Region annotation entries
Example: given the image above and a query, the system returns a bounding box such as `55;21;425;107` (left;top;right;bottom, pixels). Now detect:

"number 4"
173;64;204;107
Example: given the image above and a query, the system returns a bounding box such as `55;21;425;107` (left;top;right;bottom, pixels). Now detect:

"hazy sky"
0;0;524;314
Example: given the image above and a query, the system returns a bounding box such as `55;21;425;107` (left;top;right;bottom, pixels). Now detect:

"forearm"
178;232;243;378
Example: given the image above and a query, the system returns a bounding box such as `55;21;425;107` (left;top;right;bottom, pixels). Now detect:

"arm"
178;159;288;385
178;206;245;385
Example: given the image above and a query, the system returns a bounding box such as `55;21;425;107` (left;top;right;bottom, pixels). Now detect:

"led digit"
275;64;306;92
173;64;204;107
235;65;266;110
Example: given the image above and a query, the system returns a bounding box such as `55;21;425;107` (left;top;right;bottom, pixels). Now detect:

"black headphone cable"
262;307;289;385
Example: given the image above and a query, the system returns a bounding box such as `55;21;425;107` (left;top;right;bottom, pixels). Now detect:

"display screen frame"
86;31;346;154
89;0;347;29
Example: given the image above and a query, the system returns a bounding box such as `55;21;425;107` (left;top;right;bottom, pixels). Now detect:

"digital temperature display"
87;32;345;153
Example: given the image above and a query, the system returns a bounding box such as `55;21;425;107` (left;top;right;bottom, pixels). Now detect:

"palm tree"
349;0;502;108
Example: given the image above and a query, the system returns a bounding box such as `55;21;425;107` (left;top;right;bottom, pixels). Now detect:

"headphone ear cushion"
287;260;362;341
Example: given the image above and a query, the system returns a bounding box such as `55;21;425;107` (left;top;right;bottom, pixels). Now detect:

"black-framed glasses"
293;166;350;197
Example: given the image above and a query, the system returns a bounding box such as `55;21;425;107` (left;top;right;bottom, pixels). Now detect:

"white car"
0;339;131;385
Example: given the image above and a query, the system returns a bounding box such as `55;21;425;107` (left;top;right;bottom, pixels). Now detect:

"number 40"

■ **Set task**: Show each line of the entries above that contains the string "black".

■ **Answer to this problem**:
"black headphone cable"
"black-framed glasses"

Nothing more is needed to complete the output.